▶ _EXERCISE DIRECTIONS_
How many lines of the data below contain the word "black"? Reply with the number alone.

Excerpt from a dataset
──────

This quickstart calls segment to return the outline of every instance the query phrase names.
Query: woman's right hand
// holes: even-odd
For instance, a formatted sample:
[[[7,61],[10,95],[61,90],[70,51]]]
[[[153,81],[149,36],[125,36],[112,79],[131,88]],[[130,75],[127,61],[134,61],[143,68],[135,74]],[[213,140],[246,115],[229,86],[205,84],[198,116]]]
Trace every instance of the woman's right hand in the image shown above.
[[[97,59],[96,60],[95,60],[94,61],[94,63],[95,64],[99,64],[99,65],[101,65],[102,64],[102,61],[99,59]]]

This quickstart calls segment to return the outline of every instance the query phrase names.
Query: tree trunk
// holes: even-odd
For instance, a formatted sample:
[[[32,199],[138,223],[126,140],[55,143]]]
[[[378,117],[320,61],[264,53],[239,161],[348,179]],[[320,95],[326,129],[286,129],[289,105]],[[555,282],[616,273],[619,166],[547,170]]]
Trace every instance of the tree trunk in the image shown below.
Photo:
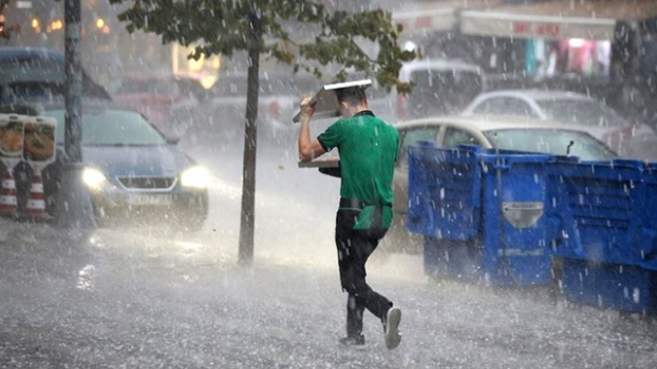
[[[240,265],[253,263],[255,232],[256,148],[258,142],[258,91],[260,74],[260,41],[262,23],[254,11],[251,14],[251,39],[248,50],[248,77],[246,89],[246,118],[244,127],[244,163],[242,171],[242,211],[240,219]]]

──────

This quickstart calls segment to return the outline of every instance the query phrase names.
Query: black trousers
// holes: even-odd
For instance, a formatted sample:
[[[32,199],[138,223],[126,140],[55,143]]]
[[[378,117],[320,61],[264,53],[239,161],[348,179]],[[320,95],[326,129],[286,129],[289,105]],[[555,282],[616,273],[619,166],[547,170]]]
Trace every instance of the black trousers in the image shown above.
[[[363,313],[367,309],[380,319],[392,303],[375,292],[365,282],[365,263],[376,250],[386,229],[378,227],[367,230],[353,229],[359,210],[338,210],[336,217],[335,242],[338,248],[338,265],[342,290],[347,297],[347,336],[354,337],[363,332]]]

──────

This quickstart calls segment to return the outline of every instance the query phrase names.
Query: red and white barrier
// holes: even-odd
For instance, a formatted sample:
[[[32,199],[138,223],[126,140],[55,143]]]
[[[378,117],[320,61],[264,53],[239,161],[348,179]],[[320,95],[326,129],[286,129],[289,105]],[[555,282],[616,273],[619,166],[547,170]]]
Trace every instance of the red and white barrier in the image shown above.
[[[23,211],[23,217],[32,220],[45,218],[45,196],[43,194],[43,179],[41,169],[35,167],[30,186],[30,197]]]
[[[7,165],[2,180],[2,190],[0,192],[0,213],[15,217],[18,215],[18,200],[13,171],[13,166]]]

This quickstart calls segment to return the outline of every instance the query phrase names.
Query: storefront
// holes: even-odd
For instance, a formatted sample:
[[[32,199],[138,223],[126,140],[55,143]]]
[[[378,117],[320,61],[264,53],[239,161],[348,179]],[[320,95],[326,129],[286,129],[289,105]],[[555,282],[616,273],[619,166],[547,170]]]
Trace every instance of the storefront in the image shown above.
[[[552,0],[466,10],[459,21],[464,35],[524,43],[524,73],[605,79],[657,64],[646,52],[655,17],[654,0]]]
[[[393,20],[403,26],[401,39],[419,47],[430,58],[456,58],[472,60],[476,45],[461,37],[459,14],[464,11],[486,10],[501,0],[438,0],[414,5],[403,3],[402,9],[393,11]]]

──────

▶ _EXERCISE ANSWER_
2